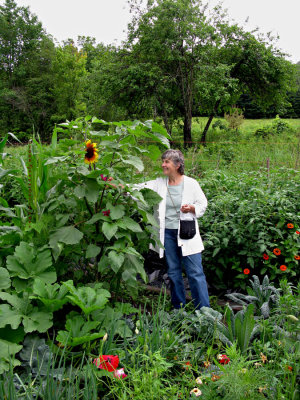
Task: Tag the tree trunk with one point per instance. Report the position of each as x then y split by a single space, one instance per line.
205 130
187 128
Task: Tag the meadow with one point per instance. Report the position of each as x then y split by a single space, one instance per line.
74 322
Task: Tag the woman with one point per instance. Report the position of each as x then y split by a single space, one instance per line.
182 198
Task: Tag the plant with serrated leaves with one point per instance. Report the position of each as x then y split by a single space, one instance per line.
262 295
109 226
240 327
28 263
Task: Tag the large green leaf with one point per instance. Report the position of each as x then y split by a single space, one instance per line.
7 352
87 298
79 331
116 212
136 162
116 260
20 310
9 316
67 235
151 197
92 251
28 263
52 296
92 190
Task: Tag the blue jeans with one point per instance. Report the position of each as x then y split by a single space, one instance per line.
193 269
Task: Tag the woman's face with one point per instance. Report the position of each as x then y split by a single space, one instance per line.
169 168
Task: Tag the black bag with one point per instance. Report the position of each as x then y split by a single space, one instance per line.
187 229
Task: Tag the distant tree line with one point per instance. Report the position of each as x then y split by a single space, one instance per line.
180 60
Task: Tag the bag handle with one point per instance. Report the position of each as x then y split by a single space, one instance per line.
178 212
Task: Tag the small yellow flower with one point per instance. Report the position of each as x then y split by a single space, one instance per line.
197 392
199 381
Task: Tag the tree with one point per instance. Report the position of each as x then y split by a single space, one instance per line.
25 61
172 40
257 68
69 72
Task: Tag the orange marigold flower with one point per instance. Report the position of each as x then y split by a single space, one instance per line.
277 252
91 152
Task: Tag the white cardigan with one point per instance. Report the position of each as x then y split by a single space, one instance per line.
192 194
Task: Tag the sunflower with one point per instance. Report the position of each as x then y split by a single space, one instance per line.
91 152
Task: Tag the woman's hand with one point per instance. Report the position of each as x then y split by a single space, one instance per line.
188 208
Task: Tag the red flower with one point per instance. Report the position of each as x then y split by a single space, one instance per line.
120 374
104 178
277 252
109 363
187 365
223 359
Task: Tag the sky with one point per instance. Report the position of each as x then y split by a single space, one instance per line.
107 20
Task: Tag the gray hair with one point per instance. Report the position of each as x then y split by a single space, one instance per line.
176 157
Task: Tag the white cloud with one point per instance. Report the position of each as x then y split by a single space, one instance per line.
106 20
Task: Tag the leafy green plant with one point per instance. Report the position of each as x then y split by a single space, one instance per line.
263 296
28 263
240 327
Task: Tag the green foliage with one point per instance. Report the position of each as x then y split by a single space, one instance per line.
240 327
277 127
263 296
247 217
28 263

# # # # # # #

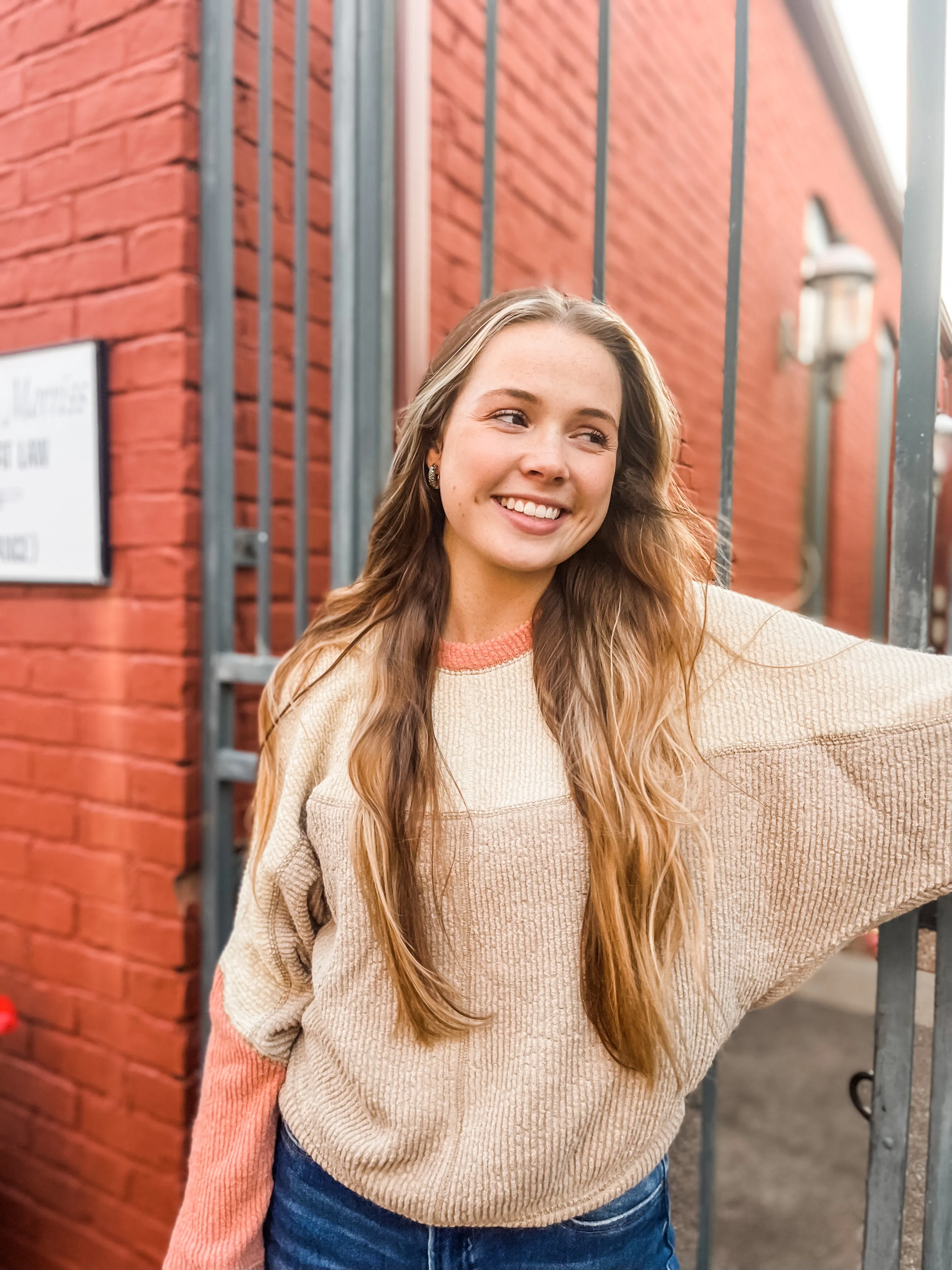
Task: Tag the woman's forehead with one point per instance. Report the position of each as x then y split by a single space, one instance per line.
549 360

# # # # # # #

### DIRECTIONS FOR THIS TASK
Pick out every line of the data above that contains the string "woman", treating uppercase and lowercase as different, and copy each of those lines.

### SOLUTION FOR THIS PROBLEM
Task: Tag the woman with one point per instance. Report the position of each as x then y split by a single space, one instance per line.
Task: Tag the woman's face with one point per instance. Report the position of each as x then y split by a single space, one instance per line.
Task: Tag the woman's hand with one point per instance. Report the position of each as x then y split by a single space, one instance per line.
Task: Tag the woman's forehead with one point per instance. Report the position of each as x then y split by a single space, one instance per line.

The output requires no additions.